Short task: Write out each of the lines below word for word, leaving the pictures out of your copy.

Collected data entries:
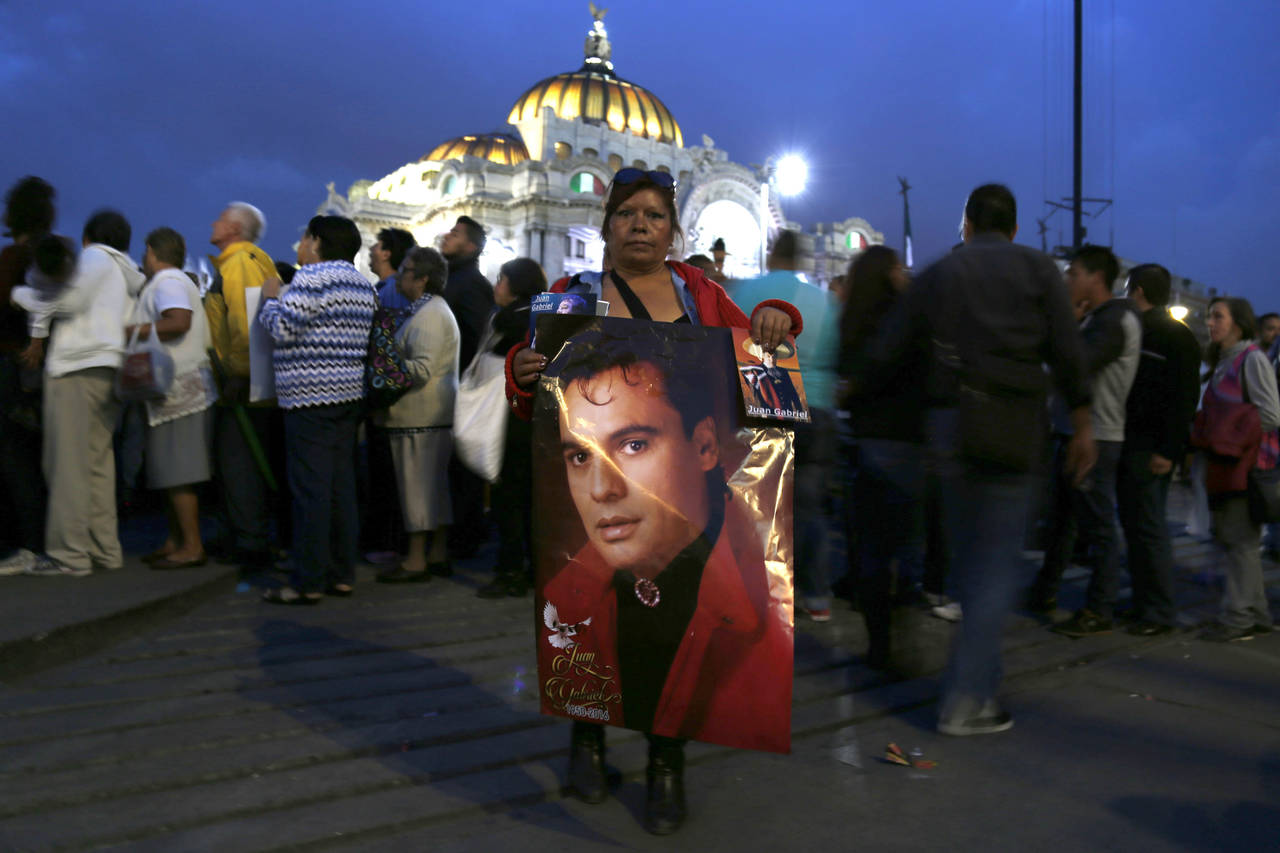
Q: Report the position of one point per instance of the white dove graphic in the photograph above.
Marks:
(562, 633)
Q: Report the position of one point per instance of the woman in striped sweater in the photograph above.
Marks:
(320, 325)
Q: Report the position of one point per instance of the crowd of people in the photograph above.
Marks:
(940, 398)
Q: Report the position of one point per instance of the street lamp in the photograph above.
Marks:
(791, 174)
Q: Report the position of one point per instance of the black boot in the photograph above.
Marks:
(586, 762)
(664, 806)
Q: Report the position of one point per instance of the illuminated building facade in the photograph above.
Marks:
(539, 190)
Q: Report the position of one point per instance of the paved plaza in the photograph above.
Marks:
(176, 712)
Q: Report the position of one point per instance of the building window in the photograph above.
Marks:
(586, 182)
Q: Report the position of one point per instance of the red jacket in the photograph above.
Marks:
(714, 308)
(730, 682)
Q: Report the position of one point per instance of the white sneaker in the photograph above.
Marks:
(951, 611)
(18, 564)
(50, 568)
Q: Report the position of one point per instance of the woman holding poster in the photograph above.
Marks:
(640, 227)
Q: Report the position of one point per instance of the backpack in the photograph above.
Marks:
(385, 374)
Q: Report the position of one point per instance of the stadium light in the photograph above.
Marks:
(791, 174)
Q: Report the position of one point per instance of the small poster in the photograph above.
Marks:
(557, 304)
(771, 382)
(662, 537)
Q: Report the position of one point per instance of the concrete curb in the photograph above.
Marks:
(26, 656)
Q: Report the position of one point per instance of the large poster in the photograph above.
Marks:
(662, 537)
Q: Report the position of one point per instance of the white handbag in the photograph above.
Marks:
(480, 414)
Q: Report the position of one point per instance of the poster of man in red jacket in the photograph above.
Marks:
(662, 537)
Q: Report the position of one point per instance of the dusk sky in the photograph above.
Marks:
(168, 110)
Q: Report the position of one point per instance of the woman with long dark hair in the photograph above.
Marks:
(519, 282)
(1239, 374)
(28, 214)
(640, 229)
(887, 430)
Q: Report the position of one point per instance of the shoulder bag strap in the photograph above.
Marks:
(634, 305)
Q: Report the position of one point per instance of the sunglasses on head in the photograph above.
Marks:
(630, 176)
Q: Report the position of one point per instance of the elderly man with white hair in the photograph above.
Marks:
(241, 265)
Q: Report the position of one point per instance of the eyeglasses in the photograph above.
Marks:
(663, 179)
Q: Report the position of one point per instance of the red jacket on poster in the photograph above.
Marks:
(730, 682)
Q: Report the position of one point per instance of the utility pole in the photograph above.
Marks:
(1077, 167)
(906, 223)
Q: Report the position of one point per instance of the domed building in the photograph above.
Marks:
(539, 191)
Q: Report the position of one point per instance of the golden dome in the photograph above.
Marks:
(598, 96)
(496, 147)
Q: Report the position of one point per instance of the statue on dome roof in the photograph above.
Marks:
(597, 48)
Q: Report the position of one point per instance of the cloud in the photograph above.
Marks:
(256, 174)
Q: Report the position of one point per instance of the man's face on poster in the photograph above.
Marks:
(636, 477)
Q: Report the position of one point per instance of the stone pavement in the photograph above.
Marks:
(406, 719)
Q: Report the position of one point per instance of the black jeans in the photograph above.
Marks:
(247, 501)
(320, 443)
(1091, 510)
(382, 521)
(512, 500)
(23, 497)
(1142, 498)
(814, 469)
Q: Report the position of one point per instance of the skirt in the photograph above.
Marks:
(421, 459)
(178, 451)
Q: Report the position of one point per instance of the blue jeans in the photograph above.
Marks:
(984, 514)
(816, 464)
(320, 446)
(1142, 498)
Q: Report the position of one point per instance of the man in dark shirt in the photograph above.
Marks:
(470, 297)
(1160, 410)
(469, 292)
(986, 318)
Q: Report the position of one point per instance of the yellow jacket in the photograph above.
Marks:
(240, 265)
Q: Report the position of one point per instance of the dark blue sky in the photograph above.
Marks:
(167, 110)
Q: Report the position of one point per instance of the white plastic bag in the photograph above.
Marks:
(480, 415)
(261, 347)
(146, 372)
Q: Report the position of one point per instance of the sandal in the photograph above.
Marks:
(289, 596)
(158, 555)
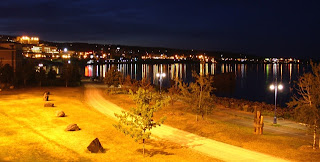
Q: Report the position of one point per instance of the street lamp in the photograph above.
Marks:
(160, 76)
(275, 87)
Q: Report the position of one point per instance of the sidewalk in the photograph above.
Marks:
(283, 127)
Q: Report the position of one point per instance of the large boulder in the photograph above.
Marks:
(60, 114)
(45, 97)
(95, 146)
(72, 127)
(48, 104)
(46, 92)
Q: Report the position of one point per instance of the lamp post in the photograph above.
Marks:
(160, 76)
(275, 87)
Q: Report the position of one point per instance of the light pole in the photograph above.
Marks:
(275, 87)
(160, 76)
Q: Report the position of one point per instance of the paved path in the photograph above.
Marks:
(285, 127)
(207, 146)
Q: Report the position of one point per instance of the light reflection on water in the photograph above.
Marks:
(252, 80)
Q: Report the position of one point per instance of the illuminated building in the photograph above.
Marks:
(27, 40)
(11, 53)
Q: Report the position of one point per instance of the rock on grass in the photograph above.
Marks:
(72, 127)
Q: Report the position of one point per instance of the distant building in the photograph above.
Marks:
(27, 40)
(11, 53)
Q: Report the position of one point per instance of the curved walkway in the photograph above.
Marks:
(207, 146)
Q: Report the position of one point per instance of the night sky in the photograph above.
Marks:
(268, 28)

Written response:
Q: Report the position of one point per instance of the white dove graphic in the photograph above.
Marks:
(562, 633)
Q: Report the position of one point per instance of the woman in striped sweater in the photograph above.
Marks:
(320, 325)
Q: Report the position of one point per instance of the crowd of people in the photograph above.
Marks:
(940, 398)
Q: Report the position of one point per instance of the street lamp in the photograph above.
Marks:
(791, 174)
Q: Report the position of one point per instance of the black boot in the photograph above.
Marks:
(586, 762)
(664, 806)
Q: Report the position of one point per instance of the illuminated building facade in the photograph above.
Marks:
(539, 190)
Q: Report the position of one point per instance of the paved plaza in the photograph above.
Marks:
(176, 712)
Q: Report the position of one point per instance of the building window in the photograph above.
Marks:
(586, 182)
Q: Report the position of one point per instance of the red jacket in the photograph above.
Marks:
(714, 308)
(730, 682)
Q: Report the position of one point per instance of the white sneaker in the photograph above.
Marks:
(951, 611)
(18, 564)
(50, 568)
Q: Report the position of one point per instance of the woman holding poster in the photograph above.
Marks:
(640, 227)
Q: Report the position of one point per instance of the backpack in the photograph above.
Marks:
(385, 374)
Q: Report the position of one point per instance of the stadium light in the photograph above.
Marks:
(791, 174)
Q: Report the position of one point per instance of the small poster in the photograph above.
Marks:
(557, 304)
(771, 382)
(662, 537)
Q: Report the position of one point per instance of the concrete curb in the photograph above.
Marks:
(26, 656)
Q: Report the position of one point per instance of the large poster in the photograph above.
Marks:
(662, 537)
Q: Report the position of one point per instance of the white handbag in the photograph above.
Marks:
(480, 414)
Q: Report the position of one point per instance of the poster of man in red jacket in the photograph above.
Marks:
(662, 537)
Q: Report the position of one point per instance of the dusk sky in the photograph above.
Marks:
(168, 110)
Q: Report the position of one point per instance of the woman with long dark hair in the photograph above.
Marks:
(519, 282)
(1239, 374)
(28, 214)
(640, 229)
(887, 430)
Q: Report the position of one point per instance of the shoulder bag strap in the photograph above.
Marks:
(634, 305)
Q: Report the position of one point per instance of the sunglasses on head in the photograph above.
Marks:
(630, 176)
Q: Report the position of one point per instance of the elderly man with white hair in the photograph above.
Marks:
(241, 265)
Q: Report the position of one point per instance of the eyeglasses in the photograph above.
Marks:
(663, 179)
Q: Report the position of one point per instance of the red jacket on poster in the photograph above.
Marks:
(730, 682)
Q: Report the position of one point per instance of the utility pole in the photograph above.
Marks:
(1077, 167)
(906, 223)
Q: Report the position of one point per instance of the domed building in the photograph above.
Marks:
(539, 191)
Q: Report the position of one point per instance of the golden dome in the photograph above.
Marks:
(598, 96)
(496, 147)
Q: Report the position of one point per instance of the statue on dome roof in the photograph above.
Marks:
(597, 48)
Q: Report the position of one point per instance of the cloud in the photograph above.
Marks:
(256, 174)
Q: Report the position of one point per instance of the man's face on poster in the photograph above.
Marks:
(636, 477)
Q: Report the position of one point per instance of the stone pavement in the photograph above.
Marks:
(406, 719)
Q: Report the position of one point per instance of the black jeans in the photograph above.
Marks:
(247, 501)
(320, 443)
(1091, 510)
(382, 521)
(512, 500)
(23, 497)
(1142, 498)
(814, 469)
Q: Report the position of one point per instance of the skirt in the photograph above.
Marks:
(421, 459)
(178, 451)
Q: Report the position of one point per instance of the blue jeans in the photograph above.
Marks:
(984, 514)
(816, 464)
(320, 446)
(1142, 498)
Q: Report the position of one point per instance of the man in dark shirt in the photograph above.
Marks:
(470, 297)
(1160, 410)
(469, 292)
(986, 318)
Q: Report the position of one point per instance of the yellow jacket in the photograph above.
Marks:
(240, 265)
Q: Report the position of one point per instance of the dark blue sky in the photograph above.
Marks:
(167, 110)
Q: Report the position of one point per instance of the white plastic bag in the photograph above.
Marks:
(480, 415)
(261, 347)
(146, 372)
Q: Report the position of one point per instance of the sandal in the photograph above.
Marks:
(289, 596)
(158, 555)
Q: Report the position of one point per instance of the street lamp in the photograph above.
Marks:
(160, 76)
(275, 87)
Q: Report the position of one point per instance of the sidewalk in the photograph above.
Marks:
(283, 127)
Q: Report the position of one point per instance of the large boulder in the photograph above.
Marks:
(60, 114)
(45, 97)
(95, 146)
(72, 127)
(48, 104)
(46, 92)
Q: Report the position of one point per instance of the lamp post in the photograph above.
Marks:
(160, 76)
(275, 87)
Q: Report the position of one point per instance of the light pole in the photograph above.
Marks:
(275, 87)
(160, 76)
Q: Report the position of one point per instance of the paved path in the photograph above.
Marks:
(285, 127)
(207, 146)
Q: Report the position of one point per instance of the light reflection on water in the photograph above.
Marks:
(252, 80)
Q: Report the position of one point per instance of the illuminated building in the photograph above.
Marks:
(27, 40)
(11, 53)
Q: Report the position of one point per instance of the rock on grass in the photograph above.
Marks:
(72, 127)
Q: Report the position of one point per instance of the distant building in the photograph above.
Marks:
(27, 40)
(11, 53)
Q: Report the position of one point per instance of the curved walkway in the photograph above.
Marks:
(207, 146)
Q: Report the position of one point per instance of the night sky in the photograph above.
Marks:
(268, 28)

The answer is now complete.